Dataset records:
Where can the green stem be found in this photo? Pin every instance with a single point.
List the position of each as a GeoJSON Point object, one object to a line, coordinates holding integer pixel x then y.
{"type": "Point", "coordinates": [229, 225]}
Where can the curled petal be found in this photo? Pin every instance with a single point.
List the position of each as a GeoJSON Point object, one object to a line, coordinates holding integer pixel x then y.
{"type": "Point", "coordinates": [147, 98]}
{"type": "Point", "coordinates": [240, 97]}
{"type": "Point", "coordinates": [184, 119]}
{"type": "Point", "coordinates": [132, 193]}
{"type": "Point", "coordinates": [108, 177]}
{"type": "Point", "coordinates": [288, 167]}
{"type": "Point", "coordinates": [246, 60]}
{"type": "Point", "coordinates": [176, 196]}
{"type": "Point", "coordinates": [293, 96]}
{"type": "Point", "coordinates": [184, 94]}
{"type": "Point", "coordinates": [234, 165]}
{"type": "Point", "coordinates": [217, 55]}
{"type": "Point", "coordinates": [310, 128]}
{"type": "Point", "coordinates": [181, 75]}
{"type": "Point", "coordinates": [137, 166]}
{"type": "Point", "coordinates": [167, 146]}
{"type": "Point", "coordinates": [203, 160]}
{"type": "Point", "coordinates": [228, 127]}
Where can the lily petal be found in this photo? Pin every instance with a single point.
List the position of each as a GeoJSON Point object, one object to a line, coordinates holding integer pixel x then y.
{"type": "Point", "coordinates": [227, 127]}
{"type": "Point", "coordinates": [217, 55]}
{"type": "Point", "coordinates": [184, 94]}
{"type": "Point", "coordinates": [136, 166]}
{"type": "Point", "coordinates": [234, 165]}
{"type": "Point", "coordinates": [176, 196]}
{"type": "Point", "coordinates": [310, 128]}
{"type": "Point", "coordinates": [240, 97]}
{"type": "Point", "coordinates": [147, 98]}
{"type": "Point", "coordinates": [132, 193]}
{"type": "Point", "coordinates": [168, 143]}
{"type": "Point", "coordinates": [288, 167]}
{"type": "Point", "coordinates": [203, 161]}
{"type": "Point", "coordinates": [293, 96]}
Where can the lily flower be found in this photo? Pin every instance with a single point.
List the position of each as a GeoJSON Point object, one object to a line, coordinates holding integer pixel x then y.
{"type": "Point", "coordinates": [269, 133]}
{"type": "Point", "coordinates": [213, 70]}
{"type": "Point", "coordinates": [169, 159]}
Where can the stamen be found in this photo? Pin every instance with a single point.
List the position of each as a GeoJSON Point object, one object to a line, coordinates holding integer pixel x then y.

Challenge: Copy the items word for word, starting with the line that contains "Where can the stamen" and going on through the end of the items.

Expected answer:
Where can the stamen be found in this photo? Pin every instance with a single point.
List the position of each as a GeoJSON Point object, one object to a line, coordinates holding integer pixel x then y.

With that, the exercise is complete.